___ Text segment ___
Returning to work after serious illness
Everyone (and I mean everyone) will offer you advice about what to do or not do. You must decide what is right for you. Sometimes returning to work quickly can give you the sense of normality you need to help you get some control back. At other times your body and mind will tell you to wait. Be self-aware and tune into you.
2. Expect sympathy (for a while).
People will genuinely care about you; others may rubberneck in the first instance because your story is more interesting than their own. Just be prepared for people to resume ‘normal operations’ quite quickly – even if your recovery takes years.
3. Find downtime.
No matter how superhuman you are there will be times when you need a quiet, contemplative space. Find where this is for you – a coffee shop, in the office loo’s, a prayer room, somewhere outside – it doesn’t matter! Use it when you need it.
4. Remember your loved ones.
Chances are the people who will suffer most as you return to work will be the people who cared for you most when you were ill. They will worry constantly – check in with them A LOT.
Your life, health and well-being is more important than any job. If you need anything (counselling, reduced hours, more time to complete tasks) then ask (and expect positive support).
If you have to continue medication, therapy, counselling, on-going treatment etc. keep a diary or start adding reminders to your digital devices. From now on ensure you prioritise and do what speeds your recovery.
2. Visualise and be mindful.
Once or twice a day spend 15 minutes alone visualising or being mindful about something that really makes you smile. It has a powerful impact, helping you positively wire (or re-wire) your thinking.
3. Live well.
Unless there are medical reasons why you can’t, eat clean healthy stuff, hydrate and try to sleep well. Give your body and mind time to heal. If you find yourself eating junk food on the go, chances are you are compromising your recovery. Make one small change from today and work from there.
4. Find a buddy.
From today find someone you can talk to when things are tough. It could be your manager or a colleague. Equally it could be a first aider, the company doctor, or someone’s personal assistant. Don’t handle things alone if you don’t need to.
5. Use your ‘Energyometer’.
Each day give yourself a rating out of 10 for your energy and bounce. Keep a track over the weeks and months and look for triggers when your energy starts to dip and the tank starts to drain.
___
# Questions
1. In the return-to-work text, how long should you spend alone visualizing or being mindful, and how often?
2. Transcribe the stretch of the return-to-work text from "4. Find a buddy." through "Use your ‘Energyometer’.".
___ Material supplied ___
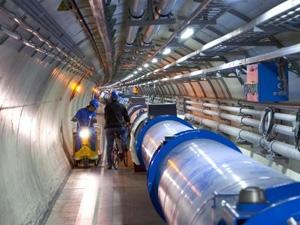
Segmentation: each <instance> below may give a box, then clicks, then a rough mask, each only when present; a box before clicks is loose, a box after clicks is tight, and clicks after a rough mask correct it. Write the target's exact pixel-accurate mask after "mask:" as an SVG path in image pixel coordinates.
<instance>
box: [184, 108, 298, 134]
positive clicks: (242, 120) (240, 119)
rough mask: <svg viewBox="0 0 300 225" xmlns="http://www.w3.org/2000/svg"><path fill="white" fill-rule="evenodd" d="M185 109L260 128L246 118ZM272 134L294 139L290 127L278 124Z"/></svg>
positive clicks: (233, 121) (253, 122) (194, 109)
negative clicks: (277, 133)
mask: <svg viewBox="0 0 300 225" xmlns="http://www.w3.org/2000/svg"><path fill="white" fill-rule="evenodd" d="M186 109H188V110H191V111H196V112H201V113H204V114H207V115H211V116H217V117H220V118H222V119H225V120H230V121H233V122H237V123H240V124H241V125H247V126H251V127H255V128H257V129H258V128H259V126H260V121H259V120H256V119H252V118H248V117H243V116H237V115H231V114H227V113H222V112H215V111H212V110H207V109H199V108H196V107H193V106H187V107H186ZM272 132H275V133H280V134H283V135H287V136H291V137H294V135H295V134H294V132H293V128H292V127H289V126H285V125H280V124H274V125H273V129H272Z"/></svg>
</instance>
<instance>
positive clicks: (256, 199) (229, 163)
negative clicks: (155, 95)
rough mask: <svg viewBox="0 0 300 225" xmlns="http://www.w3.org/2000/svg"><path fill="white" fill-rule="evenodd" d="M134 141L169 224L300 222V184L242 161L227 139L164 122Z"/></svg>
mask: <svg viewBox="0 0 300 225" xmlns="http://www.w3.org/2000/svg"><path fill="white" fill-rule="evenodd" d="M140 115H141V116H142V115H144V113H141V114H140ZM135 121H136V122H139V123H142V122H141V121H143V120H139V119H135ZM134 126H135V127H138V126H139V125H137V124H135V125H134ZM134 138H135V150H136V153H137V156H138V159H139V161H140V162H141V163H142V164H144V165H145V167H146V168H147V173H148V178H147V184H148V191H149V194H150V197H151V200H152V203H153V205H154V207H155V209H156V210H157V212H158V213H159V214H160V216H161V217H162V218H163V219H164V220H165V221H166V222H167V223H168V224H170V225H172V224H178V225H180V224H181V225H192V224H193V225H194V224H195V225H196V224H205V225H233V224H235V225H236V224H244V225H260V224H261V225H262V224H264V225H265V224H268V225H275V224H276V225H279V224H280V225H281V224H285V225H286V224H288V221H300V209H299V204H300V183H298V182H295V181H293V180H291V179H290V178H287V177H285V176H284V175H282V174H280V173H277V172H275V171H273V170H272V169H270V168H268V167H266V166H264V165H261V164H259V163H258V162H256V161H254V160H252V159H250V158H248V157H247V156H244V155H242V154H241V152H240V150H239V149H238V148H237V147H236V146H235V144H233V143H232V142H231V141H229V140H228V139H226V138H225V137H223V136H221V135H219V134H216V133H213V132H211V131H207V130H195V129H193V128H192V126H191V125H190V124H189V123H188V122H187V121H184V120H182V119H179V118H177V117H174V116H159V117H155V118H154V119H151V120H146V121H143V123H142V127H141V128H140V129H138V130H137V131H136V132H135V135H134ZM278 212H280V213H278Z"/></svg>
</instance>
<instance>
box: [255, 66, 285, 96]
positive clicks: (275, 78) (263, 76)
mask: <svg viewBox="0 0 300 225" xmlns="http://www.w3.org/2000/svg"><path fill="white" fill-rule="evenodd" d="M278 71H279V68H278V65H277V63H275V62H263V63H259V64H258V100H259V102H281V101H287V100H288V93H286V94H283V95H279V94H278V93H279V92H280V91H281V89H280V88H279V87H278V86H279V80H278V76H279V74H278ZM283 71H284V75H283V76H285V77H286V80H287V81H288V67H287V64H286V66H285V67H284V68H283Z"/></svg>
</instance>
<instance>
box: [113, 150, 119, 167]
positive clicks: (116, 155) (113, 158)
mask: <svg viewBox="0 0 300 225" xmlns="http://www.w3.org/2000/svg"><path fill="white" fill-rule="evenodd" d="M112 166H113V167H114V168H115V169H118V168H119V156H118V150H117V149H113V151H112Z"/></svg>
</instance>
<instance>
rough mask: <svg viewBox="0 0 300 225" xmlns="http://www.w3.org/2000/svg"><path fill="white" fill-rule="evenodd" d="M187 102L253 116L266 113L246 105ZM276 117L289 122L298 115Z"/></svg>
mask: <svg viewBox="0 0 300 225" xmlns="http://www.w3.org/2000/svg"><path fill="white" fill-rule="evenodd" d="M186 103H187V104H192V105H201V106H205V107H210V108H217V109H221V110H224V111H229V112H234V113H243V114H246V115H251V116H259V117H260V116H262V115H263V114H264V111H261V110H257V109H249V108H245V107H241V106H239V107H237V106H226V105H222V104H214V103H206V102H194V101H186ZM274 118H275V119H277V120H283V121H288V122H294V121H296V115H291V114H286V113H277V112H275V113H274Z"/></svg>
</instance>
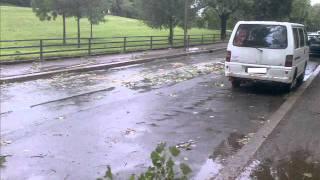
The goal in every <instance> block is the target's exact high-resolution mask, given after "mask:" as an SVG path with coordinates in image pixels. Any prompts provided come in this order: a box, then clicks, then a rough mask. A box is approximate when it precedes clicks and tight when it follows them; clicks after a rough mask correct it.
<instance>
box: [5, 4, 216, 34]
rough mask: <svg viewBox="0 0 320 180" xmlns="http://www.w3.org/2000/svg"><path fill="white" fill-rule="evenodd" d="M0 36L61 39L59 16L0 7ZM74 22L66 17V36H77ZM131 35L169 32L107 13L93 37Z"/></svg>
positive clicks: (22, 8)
___
___ Material supplied ___
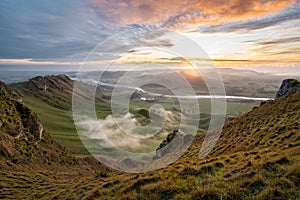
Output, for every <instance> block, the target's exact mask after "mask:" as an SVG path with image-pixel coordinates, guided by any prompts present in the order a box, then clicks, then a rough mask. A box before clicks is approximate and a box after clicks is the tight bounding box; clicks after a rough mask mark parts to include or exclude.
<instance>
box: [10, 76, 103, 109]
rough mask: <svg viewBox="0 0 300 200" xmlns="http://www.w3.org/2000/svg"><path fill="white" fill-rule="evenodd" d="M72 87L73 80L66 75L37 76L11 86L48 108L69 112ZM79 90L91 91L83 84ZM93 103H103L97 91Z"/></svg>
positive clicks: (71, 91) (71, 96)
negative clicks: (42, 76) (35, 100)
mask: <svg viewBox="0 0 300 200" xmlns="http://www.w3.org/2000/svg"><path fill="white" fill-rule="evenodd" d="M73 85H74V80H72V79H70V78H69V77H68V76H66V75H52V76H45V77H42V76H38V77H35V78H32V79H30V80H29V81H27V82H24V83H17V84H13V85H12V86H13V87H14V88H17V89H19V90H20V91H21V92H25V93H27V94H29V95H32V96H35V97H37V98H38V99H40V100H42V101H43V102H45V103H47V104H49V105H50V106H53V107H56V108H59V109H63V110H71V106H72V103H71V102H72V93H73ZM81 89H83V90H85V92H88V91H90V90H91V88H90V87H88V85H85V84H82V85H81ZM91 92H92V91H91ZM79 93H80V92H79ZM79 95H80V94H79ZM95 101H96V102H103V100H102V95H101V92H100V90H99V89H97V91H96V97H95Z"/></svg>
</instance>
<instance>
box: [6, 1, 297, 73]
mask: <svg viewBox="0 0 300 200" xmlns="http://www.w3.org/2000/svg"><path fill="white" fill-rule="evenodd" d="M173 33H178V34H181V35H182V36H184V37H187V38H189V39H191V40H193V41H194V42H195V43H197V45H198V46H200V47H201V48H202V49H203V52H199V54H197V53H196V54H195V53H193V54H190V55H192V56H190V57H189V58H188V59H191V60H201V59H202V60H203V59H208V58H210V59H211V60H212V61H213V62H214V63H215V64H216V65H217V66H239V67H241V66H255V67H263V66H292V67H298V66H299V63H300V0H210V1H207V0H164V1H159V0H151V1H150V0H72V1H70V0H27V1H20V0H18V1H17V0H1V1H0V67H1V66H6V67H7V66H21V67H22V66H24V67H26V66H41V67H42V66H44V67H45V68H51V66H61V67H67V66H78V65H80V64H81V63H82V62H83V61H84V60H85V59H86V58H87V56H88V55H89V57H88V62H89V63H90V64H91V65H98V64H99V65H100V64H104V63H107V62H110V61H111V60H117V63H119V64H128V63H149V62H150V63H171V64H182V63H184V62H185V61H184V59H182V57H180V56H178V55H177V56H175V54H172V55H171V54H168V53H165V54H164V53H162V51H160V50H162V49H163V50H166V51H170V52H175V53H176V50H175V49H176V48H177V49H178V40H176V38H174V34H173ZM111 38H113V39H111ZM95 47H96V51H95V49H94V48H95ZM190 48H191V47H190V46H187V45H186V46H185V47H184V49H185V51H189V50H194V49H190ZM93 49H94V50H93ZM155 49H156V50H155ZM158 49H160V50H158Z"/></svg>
___
# Task results
1. Fifteen minutes, once or twice a day.

2.
4. Find a buddy.
From today find someone you can talk to when things are tough. It could be your manager or a colleague. Equally it could be a first aider, the company doctor, or someone’s personal assistant. Don’t handle things alone if you don’t need to.
5. Use your ‘Energyometer’.